### PROBLEM STATEMENT
Keep to one stretch of the data below, the lines from the one with "the yellow flower" up to and including the one with "the bare tree", and return that stretch exactly.

SOURCE RECORDS section start

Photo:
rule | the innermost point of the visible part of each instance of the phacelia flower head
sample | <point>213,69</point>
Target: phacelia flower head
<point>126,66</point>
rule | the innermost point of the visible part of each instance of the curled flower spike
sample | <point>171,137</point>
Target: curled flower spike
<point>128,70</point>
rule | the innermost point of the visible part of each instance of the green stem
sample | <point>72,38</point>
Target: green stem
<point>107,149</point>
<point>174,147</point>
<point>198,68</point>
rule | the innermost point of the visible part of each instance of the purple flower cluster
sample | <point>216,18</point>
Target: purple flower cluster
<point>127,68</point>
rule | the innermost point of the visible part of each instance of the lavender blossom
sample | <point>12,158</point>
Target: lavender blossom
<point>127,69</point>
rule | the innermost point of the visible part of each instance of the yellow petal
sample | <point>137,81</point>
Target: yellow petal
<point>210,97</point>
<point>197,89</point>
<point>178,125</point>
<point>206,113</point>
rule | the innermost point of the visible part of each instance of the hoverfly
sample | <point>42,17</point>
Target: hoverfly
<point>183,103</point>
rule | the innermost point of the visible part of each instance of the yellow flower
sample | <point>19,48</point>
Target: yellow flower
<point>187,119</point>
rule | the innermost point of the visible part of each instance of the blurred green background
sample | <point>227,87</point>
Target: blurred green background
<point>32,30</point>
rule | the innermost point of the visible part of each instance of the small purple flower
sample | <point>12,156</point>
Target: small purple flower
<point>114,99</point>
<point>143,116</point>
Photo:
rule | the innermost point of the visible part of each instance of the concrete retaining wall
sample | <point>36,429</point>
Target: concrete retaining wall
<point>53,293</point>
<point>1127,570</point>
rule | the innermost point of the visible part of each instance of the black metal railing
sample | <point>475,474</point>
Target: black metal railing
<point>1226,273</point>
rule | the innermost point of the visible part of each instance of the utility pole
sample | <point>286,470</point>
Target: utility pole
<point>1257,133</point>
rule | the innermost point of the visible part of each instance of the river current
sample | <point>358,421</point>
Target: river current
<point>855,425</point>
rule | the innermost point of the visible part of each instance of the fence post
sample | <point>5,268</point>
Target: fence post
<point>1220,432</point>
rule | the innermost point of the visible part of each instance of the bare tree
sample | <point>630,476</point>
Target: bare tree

SOURCE RECORDS section end

### RESULT OF THIS TASK
rule | the innermost point of the visible part of each instance of the yellow flower
sample | <point>19,48</point>
Target: yellow flower
<point>187,119</point>
rule | the innermost point of the visible part of each instance of the blurred green background
sample | <point>227,87</point>
Target: blurred green background
<point>32,30</point>
rule | the innermost point of the visible part of each instance of the small purple flower
sample | <point>12,156</point>
Target: small purple flower
<point>114,99</point>
<point>143,116</point>
Photo:
rule | the innermost point of the visible part of each instance of the concrete retaining wall
sample | <point>36,429</point>
Target: concrete retaining wall
<point>53,293</point>
<point>1127,570</point>
rule | the innermost point of the visible part of each instance of the black metal railing
sample | <point>475,474</point>
Target: black metal railing
<point>1226,273</point>
rule | the innermost point of the visible part of each instance of the utility pole
sample | <point>286,470</point>
Target: utility pole
<point>1257,133</point>
rule | the innermost point of the visible part of each instance of the river current
sample | <point>358,421</point>
Target: river current
<point>855,425</point>
rule | the innermost point of the visible part of each instance of the fence post
sample | <point>5,268</point>
Target: fence post
<point>1220,432</point>
rule | the innermost point of the visible part of each instance of the bare tree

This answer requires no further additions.